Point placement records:
** START **

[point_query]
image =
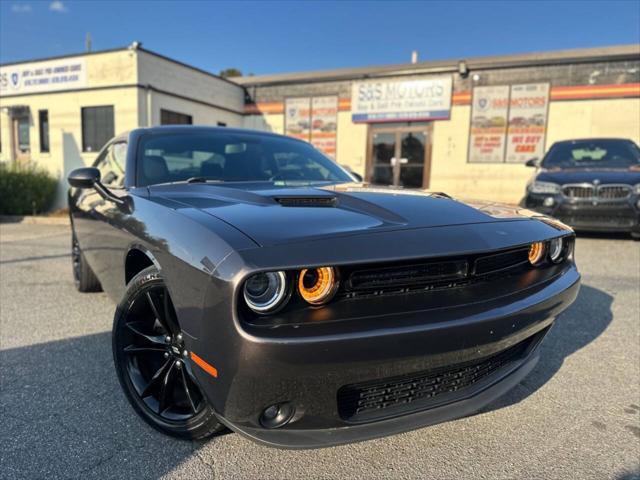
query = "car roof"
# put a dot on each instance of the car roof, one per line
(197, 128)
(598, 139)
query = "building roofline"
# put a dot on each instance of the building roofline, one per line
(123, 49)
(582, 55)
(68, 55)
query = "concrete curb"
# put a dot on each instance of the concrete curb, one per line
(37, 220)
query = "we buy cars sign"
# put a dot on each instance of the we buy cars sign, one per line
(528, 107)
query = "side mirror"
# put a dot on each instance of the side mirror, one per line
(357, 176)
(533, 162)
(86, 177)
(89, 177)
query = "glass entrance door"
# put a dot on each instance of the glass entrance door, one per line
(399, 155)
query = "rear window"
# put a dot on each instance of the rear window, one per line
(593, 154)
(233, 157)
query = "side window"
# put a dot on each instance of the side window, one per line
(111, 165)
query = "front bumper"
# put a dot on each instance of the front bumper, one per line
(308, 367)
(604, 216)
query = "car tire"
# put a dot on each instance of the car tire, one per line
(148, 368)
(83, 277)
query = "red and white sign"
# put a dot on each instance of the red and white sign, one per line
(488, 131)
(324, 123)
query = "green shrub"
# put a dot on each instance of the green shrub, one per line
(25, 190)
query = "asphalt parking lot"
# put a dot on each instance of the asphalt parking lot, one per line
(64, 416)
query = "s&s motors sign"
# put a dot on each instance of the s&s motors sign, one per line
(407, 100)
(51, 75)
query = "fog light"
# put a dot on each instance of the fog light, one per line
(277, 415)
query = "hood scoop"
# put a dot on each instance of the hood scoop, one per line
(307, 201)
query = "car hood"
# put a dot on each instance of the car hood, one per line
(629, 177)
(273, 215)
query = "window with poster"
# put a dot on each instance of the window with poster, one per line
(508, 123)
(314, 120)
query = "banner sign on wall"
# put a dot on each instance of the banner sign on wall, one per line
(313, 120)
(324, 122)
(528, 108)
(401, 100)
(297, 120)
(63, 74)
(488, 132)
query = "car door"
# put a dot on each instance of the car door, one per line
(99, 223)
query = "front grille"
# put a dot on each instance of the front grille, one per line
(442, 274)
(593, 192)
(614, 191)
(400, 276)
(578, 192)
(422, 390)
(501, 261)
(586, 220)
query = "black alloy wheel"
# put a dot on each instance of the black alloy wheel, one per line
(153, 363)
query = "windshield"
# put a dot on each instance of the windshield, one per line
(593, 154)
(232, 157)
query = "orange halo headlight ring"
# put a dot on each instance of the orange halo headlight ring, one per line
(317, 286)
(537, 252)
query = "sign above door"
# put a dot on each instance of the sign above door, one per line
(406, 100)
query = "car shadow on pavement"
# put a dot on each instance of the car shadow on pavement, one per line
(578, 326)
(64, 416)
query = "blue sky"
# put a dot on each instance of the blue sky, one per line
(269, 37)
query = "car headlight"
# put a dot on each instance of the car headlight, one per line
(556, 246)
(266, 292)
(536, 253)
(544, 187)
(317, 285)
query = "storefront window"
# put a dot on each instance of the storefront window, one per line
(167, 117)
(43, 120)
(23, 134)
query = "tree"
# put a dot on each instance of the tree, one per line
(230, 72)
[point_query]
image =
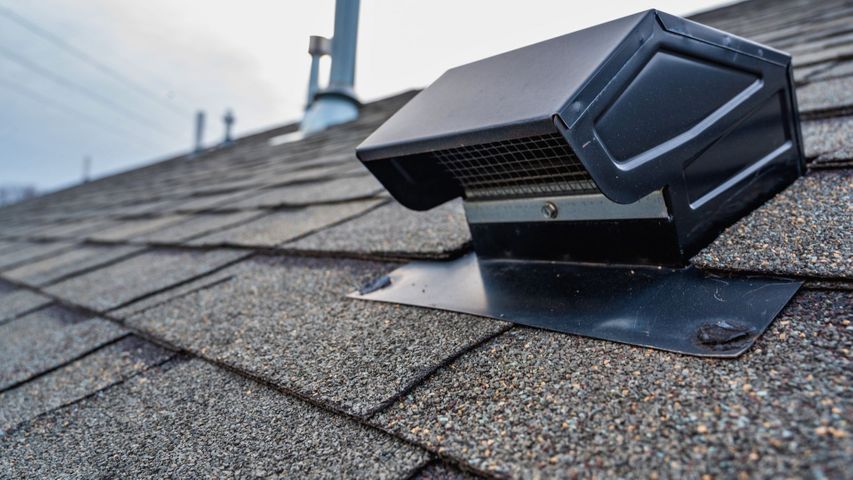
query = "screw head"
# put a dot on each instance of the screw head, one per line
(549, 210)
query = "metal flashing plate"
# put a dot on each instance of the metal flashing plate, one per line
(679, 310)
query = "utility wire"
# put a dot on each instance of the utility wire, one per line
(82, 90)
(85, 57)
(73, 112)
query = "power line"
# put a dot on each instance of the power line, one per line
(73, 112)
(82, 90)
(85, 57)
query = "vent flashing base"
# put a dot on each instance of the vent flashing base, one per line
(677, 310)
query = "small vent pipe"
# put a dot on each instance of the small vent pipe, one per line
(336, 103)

** END **
** START **

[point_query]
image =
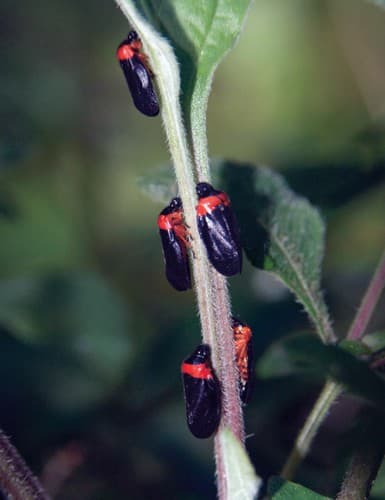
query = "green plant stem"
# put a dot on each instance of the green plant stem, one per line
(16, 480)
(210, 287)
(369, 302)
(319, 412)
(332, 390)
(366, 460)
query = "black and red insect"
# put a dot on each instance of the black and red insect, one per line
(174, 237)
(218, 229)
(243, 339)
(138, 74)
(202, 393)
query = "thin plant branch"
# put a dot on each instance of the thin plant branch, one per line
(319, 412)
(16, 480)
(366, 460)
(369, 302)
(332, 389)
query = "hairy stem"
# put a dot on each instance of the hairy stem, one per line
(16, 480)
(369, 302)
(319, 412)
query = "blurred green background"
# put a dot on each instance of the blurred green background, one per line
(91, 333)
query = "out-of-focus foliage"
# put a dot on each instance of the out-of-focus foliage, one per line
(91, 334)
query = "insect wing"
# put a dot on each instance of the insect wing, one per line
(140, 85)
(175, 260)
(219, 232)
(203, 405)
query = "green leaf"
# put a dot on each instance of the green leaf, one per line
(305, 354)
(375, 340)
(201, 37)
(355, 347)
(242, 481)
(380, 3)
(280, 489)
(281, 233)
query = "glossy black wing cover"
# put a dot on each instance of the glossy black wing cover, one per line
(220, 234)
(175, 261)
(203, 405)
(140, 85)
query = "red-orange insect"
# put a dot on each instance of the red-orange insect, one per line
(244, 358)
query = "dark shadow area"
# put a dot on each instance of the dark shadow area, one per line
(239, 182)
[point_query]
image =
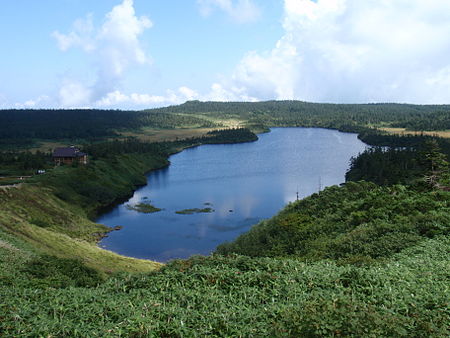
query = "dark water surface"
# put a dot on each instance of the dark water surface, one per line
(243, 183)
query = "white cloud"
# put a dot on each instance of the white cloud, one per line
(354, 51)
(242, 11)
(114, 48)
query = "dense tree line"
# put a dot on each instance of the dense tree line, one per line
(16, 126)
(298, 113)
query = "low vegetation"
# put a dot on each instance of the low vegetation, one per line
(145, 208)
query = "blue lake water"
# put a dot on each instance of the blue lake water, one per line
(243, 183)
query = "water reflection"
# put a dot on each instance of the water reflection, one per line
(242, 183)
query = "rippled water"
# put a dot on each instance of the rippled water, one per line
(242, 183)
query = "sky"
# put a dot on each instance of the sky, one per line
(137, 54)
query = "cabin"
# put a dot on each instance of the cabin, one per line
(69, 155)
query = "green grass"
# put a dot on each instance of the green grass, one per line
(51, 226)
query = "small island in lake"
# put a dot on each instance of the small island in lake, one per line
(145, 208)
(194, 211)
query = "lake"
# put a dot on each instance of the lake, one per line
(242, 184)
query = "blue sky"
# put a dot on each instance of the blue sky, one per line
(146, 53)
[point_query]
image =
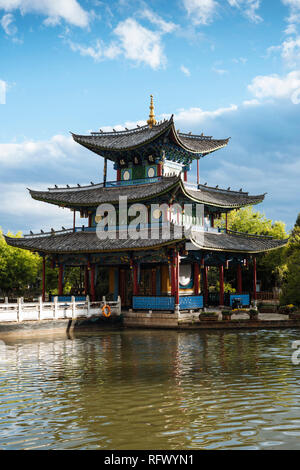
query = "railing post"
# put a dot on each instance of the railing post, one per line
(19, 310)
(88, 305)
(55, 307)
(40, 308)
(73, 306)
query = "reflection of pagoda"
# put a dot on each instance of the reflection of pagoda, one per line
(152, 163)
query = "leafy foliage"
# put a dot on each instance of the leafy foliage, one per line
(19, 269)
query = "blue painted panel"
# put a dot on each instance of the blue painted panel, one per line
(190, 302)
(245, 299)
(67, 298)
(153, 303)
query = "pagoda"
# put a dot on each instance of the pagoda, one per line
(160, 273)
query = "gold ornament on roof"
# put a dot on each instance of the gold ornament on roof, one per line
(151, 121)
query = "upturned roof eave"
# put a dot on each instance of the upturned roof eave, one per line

** END **
** START **

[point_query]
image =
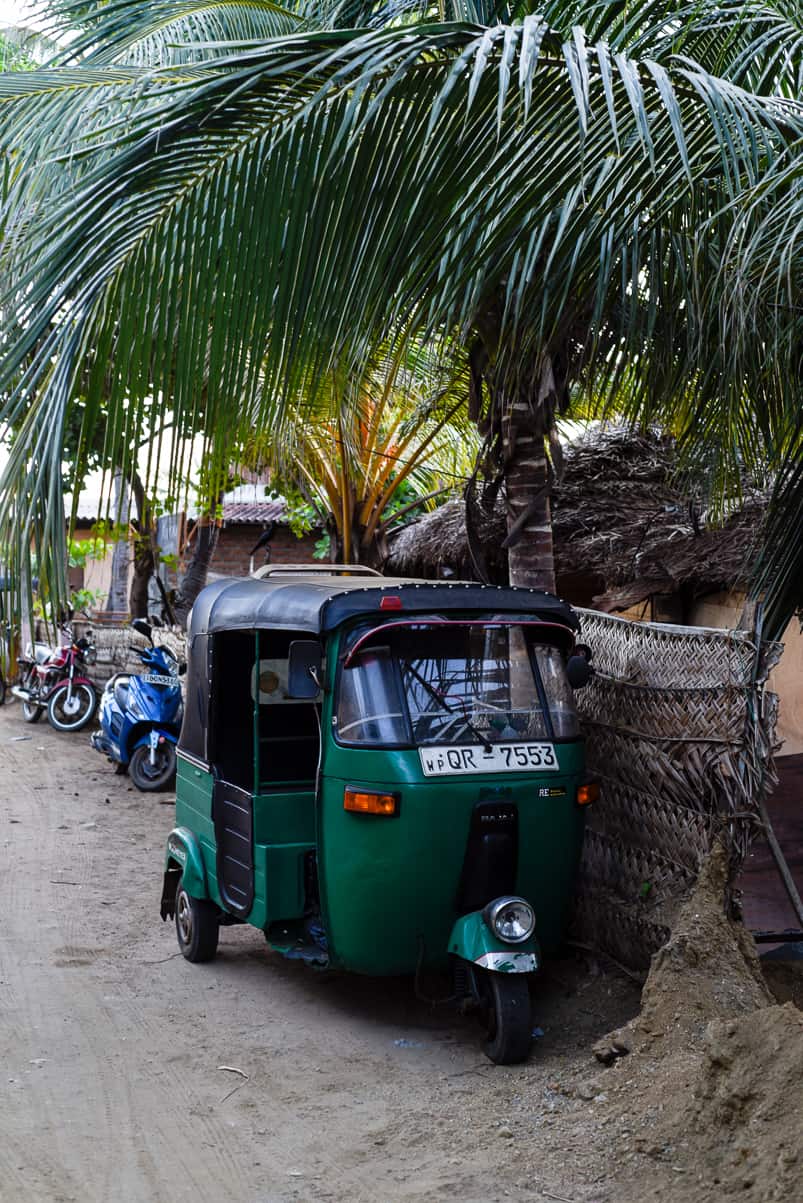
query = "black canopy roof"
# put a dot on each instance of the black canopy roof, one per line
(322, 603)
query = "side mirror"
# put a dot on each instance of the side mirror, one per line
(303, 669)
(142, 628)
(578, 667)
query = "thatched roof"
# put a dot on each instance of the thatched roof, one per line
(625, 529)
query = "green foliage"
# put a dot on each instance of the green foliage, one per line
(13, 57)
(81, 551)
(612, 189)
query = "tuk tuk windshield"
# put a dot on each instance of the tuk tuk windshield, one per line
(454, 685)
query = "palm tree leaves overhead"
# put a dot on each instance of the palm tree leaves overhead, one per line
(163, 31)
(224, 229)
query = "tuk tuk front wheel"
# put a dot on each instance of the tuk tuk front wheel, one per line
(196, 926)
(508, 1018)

** END **

TASK REQUIREMENTS
Report each line of the records above that contains the string "pipe", copying every such line in full.

FINAL ANSWER
query = "small vent pipe"
# put a dot on each instance of the small vent pipe, one per line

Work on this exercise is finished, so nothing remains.